▶ [Records for this task]
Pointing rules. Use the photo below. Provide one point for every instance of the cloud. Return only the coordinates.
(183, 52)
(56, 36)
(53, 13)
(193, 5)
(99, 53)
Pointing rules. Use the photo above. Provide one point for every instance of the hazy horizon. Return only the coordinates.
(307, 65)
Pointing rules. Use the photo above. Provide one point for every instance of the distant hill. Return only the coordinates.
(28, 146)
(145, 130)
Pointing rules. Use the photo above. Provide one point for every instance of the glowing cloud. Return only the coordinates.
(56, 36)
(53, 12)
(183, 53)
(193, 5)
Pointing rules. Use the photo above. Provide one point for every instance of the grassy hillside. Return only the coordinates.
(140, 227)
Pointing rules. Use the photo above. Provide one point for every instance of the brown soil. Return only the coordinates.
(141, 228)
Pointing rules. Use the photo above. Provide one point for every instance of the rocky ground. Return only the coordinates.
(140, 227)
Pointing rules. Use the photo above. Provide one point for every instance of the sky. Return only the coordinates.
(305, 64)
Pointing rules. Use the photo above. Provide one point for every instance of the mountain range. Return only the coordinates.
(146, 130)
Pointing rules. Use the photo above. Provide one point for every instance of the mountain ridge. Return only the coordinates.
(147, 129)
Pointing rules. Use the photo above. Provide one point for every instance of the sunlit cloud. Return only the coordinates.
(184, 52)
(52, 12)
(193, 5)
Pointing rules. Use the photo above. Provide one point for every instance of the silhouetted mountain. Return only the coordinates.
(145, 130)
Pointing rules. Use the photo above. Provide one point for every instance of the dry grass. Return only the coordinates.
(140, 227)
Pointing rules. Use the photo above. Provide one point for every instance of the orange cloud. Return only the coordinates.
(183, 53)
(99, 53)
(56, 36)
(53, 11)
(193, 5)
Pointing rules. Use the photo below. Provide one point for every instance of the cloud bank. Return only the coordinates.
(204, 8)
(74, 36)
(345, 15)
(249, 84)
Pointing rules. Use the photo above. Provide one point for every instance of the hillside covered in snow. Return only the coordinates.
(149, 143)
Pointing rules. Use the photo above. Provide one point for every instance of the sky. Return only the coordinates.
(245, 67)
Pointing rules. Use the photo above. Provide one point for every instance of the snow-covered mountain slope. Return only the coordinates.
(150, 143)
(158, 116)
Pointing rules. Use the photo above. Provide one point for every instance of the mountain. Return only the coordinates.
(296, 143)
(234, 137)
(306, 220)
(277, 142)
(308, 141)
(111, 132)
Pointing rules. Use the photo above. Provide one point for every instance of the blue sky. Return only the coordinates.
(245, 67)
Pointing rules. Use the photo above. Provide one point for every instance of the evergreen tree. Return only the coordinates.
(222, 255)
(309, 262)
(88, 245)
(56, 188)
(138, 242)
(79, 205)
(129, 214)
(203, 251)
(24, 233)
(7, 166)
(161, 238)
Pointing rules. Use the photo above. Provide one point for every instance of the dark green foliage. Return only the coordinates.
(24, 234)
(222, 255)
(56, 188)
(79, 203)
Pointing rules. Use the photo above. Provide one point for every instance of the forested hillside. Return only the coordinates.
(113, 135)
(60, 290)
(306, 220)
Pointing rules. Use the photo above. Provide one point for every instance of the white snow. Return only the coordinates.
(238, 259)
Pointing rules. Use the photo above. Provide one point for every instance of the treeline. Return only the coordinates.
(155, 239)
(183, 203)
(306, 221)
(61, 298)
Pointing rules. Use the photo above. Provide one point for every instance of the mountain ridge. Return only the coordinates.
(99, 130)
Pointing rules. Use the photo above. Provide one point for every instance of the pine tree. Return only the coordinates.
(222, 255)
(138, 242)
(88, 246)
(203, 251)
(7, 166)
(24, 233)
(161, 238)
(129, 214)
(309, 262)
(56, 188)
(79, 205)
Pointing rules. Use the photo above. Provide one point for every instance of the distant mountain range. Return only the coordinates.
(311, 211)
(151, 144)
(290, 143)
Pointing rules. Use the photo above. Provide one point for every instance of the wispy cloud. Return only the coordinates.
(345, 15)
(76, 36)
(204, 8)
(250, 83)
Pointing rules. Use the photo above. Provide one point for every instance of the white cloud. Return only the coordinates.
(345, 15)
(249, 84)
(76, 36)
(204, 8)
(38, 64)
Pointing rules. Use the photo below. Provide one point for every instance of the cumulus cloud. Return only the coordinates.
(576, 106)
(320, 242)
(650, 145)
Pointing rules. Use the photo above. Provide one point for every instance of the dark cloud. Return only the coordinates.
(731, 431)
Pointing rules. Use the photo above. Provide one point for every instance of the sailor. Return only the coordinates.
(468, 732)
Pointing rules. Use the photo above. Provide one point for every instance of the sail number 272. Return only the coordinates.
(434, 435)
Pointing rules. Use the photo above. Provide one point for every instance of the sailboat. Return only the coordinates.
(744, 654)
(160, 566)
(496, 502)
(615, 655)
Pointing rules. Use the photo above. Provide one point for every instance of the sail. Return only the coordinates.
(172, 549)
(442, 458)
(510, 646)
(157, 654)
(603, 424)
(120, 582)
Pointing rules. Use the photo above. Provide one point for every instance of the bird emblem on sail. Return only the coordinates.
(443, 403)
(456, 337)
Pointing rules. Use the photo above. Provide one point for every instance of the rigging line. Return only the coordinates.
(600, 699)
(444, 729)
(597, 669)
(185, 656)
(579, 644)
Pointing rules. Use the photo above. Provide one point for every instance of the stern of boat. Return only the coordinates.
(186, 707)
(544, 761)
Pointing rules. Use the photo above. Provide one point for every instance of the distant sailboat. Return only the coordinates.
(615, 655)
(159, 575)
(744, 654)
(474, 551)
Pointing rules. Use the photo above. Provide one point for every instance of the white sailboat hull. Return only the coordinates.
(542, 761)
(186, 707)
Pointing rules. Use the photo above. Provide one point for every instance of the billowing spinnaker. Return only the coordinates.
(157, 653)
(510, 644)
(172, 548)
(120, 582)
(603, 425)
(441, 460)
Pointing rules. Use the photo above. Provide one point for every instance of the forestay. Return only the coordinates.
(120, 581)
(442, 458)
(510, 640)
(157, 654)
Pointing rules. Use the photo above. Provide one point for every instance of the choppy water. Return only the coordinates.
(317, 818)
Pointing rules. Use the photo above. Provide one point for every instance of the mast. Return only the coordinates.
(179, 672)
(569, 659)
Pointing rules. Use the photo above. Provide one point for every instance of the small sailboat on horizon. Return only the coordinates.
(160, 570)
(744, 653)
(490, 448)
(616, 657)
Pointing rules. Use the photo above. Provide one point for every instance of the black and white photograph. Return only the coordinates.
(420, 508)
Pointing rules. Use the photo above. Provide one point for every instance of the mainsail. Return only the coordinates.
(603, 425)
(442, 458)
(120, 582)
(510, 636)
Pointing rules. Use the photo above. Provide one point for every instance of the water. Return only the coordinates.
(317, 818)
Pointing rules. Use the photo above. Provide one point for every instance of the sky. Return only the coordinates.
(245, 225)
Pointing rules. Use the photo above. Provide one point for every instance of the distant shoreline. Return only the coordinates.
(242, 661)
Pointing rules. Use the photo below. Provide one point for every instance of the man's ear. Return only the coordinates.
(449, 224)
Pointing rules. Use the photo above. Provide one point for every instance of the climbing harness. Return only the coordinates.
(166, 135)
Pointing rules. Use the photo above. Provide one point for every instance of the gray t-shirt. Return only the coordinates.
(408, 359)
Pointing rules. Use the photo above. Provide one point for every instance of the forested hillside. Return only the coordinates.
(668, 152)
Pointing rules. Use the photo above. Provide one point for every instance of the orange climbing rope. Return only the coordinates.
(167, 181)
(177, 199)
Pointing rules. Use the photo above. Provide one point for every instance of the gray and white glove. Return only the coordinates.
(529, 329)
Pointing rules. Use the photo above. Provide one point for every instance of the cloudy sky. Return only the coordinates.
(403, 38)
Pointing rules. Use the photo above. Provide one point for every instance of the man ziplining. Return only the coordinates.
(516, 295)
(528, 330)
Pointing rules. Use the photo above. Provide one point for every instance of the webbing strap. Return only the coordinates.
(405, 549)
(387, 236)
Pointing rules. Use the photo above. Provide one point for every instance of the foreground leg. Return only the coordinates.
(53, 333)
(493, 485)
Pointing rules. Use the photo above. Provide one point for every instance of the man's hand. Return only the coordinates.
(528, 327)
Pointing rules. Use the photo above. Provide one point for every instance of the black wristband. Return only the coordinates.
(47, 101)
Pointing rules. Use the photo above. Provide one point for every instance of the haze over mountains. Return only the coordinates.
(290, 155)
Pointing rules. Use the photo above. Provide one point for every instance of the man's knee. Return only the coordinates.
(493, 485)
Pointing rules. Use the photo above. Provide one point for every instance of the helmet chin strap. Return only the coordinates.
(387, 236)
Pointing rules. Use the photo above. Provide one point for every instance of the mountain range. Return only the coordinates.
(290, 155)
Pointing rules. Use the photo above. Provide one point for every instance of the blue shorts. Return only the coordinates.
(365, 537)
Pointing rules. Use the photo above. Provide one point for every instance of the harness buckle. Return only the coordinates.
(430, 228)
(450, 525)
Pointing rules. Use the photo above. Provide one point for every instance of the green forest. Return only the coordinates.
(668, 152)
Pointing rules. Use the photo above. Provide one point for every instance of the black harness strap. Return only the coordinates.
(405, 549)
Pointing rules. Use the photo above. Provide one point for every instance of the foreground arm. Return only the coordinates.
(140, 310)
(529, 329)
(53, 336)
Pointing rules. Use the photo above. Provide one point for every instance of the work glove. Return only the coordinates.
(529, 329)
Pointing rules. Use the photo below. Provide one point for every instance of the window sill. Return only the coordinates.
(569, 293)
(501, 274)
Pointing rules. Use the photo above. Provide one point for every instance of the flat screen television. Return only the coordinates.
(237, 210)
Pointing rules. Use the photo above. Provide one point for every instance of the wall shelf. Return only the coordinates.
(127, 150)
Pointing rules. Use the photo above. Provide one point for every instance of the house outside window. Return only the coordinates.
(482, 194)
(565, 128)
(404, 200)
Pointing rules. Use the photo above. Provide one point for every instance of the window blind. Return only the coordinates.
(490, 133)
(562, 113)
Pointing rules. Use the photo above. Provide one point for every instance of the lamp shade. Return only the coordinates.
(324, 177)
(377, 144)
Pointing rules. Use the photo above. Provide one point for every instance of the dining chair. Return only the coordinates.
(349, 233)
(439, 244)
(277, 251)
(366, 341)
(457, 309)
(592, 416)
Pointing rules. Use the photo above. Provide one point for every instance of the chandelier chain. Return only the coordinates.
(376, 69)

▶ [Short problem] Give back the lines above exactly, from the one with "blind. Return only the coordinates." through the last line.

▶ [Final answer]
Pointing rules. Use the photo above. Provide one point for every instance of the window blind. Return only the coordinates.
(490, 133)
(562, 113)
Pointing rules. Use the photo above. Provide one point for every instance of the lamp shade. Return only the coordinates.
(324, 177)
(377, 144)
Pointing rules. Use the photo above. Provide one point for every instance of the dining chair. Return only the coordinates.
(349, 233)
(439, 244)
(277, 251)
(366, 341)
(457, 309)
(592, 416)
Pointing rules. Use the photo above. Provide one point for every instance of the chandelier chain. Return only the coordinates.
(376, 69)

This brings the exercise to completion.